Hi - The pattern that I used is Baby Alpaca Grande N026 from Plymouth Yarn Co. Take Care


----------



## captwife (Sep 8, 2011)

lswmbrm1 said:


> Wow !!!!!! This is awesome!!!! I love it where did you get this patter? Would you share? [email protected] Thanks Sue


Hi Sue -- The pattern is Baby Alpaca Grande N026 from Plymouth Yarn Co. I actually bought the pattern at a yarn shop on St. Simon Island, Ga - however if you google that pattern you can find it on the web. There are many similar patterns available, but this is the specifics of what I knit. The vest took four hanks of Noro Iro #81. Have fun!


----------



## captwife (Sep 8, 2011)

beadness said:


> Nice job, love the way the colors change. Did you use a chunky yarn? Looks like this is a long repeat color change?


The yarn I used is Noro Iro - weight is between a chunky and worsted! Not a true Chunky!


----------



## captwife (Sep 8, 2011)

leahkay said:


> Okay, I think I have it. The first ribbing section is the collar area. When the piece is folded and increases are made, that is where the "body" of the piece begins. Right???


You are correct! However, it does not really matter if the collar or bottom is first -- just start knitting - when you are finished you can determine which is the collar or the bottom of the vest! That is what is so great about this pattern!


----------



## captwife (Sep 8, 2011)

catzndogz said:


> Great job, it is lovely. Did it take long to do? I would also love to do it for the grandaughters and/or daughters, depending. Thanks for sharing.


Super fast and easy! I am not the speediest knitter -- this could easily be knit up in a weekend -- maybe even quicker if your a fast knitter. I love the pattern!


----------



## captwife (Sep 8, 2011)

I believe the yarn has been discountinued - however you can find it on the web -- I actually purchased one additional hank that I found on the web as I was afraid I might run short (I didn't) --- Color is Noro Iro #81 - Color lot A --- I used four hanks!


----------



## captwife (Sep 8, 2011)

TheresaD said:


> I didn't care for the pattern when I first saw it at Red Heart, but after seeing itthey way you knitted it, I have put it on my list of to-dos.


Theresa -- this is not the Red Heart pattern -- Baby Alpac Grande N026 - Plymouth Yarn Co.


----------



## captwife (Sep 8, 2011)

missylam said:


> What a great job, I love the shrug,thanks for the pattern site. I just printed it and put on my to do list.


Ok, please keep in mind the pattern I used was Baby Alpaca Grande N026 from Plymouth Yarn Co. Not the Red Heart pattern that another member posted. I will look at that pattern and see what the differences are! Have fun!


----------



## captwife (Sep 8, 2011)

knittingchocolate said:


> what a beautiful vest it must have taken ages to make. I love your pugs to i have one his name is bossy, bossy by name bossy by nature they are so funny .

### Problem 1:
From the knitting forum thread, list every member name that appears before "said:" in the thread.
### Problem 2:
Quote everything in the knitting forum thread from "I believe the" down to "used four hanks!".

### Material shown:
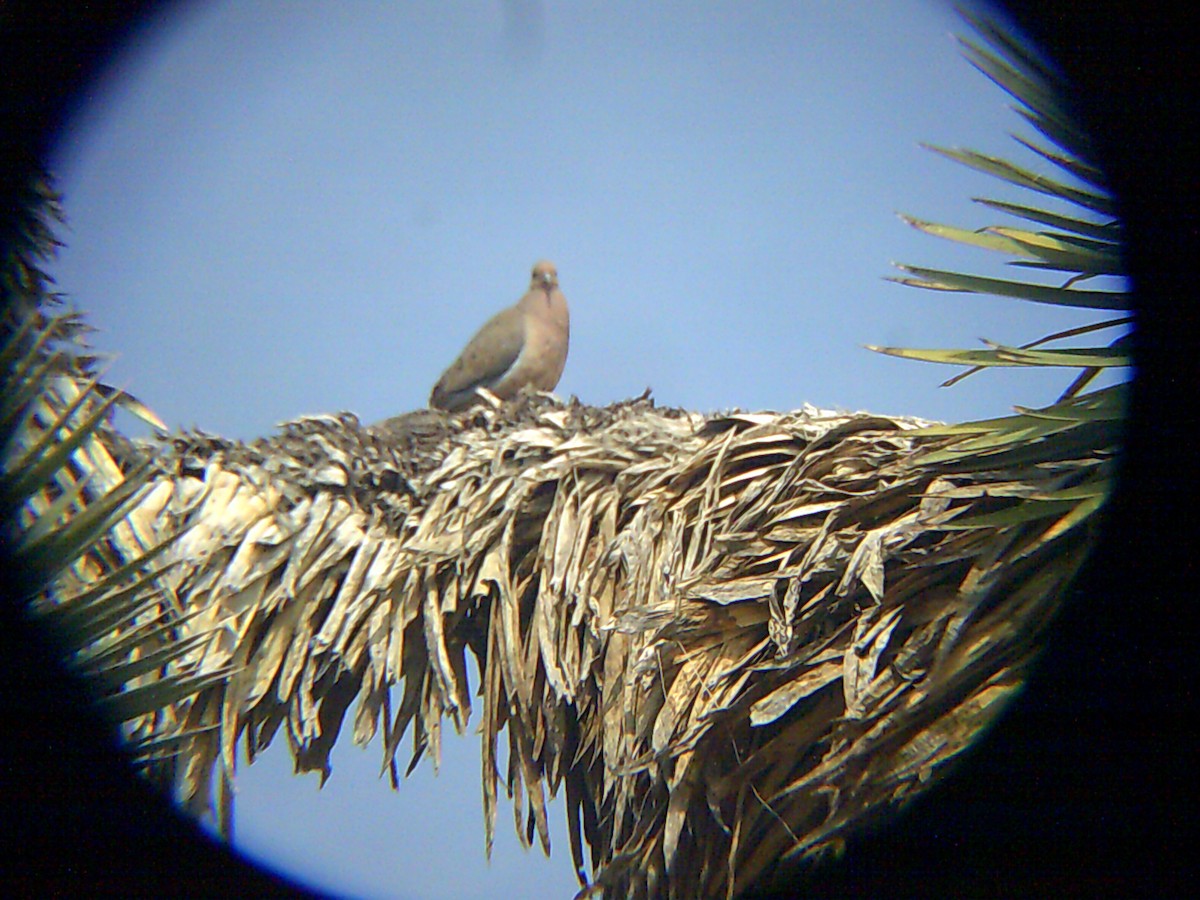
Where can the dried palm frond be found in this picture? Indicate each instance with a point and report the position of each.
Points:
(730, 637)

--

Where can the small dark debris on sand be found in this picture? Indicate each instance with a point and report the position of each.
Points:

### Response 1:
lswmbrm1, beadness, leahkay, catzndogz, TheresaD, missylam, knittingchocolate

### Response 2:
I believe the yarn has been discountinued - however you can find it on the web -- I actually purchased one additional hank that I found on the web as I was afraid I might run short (I didn't) --- Color is Noro Iro #81 - Color lot A --- I used four hanks!